Instructions to follow
Reproduce the records starting at the line that contains "the black chair" and running to the last line, exactly and in full.

[Stored dataset items]
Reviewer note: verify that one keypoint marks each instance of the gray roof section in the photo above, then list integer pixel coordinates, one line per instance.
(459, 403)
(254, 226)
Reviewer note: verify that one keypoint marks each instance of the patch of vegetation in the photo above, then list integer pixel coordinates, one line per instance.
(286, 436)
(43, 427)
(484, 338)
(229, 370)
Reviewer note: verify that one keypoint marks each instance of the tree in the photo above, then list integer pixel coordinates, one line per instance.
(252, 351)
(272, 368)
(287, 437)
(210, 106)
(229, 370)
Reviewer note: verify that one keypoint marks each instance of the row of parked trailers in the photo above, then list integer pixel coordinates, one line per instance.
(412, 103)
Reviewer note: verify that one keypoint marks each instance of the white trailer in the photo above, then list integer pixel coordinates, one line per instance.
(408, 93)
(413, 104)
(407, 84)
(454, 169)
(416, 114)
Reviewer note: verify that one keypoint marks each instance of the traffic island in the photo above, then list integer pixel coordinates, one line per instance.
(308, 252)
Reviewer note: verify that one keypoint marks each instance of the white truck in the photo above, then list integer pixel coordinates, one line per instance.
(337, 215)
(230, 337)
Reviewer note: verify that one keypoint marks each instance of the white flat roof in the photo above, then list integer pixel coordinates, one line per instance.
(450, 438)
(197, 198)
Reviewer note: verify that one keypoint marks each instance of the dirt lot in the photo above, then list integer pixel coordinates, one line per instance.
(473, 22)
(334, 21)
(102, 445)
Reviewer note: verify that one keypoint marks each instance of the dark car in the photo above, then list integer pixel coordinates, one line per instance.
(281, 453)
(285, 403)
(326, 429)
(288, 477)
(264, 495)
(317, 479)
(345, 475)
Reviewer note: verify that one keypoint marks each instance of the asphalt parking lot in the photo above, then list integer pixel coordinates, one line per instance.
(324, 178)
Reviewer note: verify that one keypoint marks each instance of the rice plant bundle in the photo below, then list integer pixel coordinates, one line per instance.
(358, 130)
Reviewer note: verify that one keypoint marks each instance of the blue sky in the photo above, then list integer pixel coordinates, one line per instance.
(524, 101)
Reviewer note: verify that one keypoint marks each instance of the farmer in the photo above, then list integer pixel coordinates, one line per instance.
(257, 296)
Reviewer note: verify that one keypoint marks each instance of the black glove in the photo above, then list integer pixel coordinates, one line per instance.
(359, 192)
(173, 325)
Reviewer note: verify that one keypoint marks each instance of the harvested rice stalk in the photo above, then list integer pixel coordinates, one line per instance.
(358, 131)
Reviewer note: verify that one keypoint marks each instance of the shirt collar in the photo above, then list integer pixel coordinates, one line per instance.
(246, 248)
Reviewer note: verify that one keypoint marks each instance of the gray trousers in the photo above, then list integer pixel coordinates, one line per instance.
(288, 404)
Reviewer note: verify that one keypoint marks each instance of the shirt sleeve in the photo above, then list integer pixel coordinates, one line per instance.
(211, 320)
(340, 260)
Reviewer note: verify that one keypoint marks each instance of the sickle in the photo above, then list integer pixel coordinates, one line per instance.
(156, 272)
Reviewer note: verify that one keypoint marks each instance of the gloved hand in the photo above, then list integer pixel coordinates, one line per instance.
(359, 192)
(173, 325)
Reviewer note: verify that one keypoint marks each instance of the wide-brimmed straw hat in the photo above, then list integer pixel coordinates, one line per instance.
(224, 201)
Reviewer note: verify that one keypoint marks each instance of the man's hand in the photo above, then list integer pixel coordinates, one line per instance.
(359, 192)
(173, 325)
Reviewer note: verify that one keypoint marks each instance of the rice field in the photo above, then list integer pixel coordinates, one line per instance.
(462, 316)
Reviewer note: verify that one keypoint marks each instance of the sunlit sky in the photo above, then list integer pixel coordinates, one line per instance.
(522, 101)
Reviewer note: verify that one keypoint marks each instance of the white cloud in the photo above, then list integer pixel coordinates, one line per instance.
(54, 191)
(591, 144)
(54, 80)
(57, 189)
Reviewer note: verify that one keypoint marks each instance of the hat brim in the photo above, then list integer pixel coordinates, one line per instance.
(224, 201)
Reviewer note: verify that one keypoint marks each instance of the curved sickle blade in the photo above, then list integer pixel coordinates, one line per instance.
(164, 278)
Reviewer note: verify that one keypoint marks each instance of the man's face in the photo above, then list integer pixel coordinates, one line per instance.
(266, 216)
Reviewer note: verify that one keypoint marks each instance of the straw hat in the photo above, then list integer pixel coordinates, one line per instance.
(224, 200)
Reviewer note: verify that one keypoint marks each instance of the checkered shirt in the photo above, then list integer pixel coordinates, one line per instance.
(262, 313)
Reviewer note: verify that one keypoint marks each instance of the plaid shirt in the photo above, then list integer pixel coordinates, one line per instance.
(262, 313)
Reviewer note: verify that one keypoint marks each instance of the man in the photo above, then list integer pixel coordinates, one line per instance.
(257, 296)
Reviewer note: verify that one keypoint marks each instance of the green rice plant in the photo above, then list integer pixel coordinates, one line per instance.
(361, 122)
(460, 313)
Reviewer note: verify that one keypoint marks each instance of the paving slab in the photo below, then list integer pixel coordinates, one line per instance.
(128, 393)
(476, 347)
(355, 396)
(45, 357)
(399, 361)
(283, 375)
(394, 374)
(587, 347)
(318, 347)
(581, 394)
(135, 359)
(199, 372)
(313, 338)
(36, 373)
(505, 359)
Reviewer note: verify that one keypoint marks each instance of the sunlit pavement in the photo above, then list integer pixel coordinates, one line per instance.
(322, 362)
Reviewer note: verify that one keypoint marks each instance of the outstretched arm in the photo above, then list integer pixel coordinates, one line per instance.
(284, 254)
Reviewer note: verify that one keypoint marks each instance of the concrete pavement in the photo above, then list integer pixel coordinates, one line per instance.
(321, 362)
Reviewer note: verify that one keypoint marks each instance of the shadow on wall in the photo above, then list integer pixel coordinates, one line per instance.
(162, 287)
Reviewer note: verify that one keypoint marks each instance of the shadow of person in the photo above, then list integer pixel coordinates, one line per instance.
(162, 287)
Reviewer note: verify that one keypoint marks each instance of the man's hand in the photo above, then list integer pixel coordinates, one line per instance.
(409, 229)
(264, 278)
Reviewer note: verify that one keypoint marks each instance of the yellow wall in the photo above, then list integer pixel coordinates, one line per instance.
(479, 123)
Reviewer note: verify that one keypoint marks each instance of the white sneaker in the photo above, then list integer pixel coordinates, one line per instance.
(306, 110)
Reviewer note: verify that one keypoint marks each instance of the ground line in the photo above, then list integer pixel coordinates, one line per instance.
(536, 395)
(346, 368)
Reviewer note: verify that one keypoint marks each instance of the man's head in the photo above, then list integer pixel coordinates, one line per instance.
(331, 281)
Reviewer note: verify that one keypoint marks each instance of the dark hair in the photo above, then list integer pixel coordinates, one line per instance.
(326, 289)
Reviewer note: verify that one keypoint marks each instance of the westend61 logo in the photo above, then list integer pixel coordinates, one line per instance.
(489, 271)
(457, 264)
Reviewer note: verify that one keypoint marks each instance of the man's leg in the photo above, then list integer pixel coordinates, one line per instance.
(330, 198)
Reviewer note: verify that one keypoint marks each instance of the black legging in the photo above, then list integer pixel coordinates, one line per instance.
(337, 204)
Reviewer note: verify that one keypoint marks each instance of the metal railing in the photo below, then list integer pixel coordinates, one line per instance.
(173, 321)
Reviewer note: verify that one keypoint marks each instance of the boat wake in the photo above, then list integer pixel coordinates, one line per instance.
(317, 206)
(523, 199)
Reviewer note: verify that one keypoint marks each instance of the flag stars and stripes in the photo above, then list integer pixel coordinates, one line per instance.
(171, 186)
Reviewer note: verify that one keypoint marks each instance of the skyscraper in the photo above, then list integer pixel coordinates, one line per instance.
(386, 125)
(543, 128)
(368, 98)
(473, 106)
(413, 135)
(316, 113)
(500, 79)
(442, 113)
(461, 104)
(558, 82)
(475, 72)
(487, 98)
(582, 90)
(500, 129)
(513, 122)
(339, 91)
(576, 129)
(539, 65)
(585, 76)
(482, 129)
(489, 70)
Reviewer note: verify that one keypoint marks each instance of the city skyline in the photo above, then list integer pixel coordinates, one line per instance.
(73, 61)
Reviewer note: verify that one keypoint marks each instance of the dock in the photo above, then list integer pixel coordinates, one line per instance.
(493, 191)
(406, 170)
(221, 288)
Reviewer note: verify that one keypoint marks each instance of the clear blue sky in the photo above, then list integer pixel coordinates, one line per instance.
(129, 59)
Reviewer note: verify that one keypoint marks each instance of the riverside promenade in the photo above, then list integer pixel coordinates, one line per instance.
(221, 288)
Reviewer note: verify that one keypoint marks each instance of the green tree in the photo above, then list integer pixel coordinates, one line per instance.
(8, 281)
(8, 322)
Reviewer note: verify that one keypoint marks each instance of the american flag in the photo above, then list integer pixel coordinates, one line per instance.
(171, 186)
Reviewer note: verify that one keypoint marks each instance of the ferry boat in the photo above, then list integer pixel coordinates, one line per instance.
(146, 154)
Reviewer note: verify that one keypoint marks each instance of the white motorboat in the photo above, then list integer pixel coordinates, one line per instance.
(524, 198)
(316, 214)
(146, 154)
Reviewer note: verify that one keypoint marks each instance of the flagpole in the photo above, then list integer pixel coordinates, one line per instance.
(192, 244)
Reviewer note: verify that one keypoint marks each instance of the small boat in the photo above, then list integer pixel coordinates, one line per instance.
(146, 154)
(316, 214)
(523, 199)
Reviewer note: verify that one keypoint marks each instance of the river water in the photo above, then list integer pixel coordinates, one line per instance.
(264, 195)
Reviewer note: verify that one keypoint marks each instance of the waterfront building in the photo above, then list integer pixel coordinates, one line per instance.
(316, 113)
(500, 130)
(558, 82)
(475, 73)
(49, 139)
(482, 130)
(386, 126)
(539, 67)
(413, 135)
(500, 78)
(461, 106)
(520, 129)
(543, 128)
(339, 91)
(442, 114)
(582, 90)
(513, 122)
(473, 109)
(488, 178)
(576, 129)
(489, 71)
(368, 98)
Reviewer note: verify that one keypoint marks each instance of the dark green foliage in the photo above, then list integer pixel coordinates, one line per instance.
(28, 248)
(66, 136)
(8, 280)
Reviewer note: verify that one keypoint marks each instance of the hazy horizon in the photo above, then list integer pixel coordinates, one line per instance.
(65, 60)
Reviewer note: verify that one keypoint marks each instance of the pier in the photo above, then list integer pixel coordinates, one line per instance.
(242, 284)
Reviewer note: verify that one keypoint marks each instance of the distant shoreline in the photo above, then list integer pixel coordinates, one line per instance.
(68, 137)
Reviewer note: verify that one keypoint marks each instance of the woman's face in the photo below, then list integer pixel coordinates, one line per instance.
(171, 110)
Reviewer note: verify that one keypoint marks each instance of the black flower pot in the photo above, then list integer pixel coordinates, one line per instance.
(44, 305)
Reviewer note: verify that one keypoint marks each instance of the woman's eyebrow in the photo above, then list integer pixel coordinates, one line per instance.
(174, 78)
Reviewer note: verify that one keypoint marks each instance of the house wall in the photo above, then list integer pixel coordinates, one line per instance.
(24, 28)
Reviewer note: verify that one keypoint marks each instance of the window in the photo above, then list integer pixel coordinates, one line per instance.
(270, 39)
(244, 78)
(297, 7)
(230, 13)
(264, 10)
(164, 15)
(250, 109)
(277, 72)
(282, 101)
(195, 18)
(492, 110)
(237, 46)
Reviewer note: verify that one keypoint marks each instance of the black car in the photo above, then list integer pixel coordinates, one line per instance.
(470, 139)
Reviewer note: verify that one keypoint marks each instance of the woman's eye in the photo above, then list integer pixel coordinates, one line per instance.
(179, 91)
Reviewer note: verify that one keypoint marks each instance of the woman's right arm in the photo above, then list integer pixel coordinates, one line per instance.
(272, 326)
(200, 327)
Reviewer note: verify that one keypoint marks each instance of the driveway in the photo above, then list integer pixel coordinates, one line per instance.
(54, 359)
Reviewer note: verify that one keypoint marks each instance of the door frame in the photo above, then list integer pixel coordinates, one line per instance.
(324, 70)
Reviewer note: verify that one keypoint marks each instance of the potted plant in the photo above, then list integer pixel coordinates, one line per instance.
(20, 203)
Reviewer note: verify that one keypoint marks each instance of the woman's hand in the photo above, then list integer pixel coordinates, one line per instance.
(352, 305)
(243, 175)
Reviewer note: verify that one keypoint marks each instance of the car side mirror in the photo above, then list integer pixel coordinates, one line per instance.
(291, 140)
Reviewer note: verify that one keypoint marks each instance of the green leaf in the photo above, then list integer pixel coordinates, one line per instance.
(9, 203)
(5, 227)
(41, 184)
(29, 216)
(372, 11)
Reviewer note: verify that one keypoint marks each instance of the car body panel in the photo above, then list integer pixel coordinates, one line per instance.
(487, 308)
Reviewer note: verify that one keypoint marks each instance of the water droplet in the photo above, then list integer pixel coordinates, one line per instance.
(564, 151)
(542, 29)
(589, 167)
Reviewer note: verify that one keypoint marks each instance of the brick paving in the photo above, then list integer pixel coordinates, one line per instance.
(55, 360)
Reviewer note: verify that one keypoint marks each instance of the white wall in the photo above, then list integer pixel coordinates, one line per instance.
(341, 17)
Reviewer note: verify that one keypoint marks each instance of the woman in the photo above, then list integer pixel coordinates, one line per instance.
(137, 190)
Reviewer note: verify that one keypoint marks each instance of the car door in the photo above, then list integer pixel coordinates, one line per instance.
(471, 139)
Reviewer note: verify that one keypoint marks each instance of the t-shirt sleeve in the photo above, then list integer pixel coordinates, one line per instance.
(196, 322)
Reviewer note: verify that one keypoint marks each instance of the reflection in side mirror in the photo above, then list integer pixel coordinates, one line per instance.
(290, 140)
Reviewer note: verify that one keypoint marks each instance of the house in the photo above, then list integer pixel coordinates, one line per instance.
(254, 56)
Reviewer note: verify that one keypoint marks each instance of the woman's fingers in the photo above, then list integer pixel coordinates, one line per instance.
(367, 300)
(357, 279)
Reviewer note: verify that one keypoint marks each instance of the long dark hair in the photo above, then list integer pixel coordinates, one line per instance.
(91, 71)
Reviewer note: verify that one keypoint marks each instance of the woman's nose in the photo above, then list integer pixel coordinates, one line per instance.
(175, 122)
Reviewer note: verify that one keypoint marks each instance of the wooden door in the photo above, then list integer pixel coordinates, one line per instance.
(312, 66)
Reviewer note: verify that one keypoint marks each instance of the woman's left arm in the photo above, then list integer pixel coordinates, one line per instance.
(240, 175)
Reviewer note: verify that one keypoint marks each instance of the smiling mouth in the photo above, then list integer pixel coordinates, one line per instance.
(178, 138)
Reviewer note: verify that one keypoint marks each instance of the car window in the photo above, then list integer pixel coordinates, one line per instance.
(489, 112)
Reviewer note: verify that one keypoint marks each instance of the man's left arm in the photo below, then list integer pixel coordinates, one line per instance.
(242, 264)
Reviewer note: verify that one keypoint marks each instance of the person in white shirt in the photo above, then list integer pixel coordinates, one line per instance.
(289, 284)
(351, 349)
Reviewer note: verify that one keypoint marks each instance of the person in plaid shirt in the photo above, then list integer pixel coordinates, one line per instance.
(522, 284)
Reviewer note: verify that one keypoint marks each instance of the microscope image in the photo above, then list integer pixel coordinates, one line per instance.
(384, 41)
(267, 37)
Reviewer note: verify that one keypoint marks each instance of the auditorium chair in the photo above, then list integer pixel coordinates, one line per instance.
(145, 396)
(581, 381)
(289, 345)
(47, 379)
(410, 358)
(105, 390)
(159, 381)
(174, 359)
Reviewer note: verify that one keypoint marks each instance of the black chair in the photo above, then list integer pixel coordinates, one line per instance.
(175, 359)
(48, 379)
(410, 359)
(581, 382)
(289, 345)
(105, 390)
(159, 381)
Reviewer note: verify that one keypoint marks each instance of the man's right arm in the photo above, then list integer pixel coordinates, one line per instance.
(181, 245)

Written answer
Reviewer note: verify that one keypoint marks each instance of the black chair in the photo above, then list integer pixel coordinates, one line per instance.
(175, 359)
(48, 379)
(410, 359)
(581, 382)
(289, 345)
(105, 390)
(159, 381)
Reviewer note: verify that one keypoint marks each instance of the man's right arm in the photo above, then list integer pixel coordinates, one line per instance.
(181, 245)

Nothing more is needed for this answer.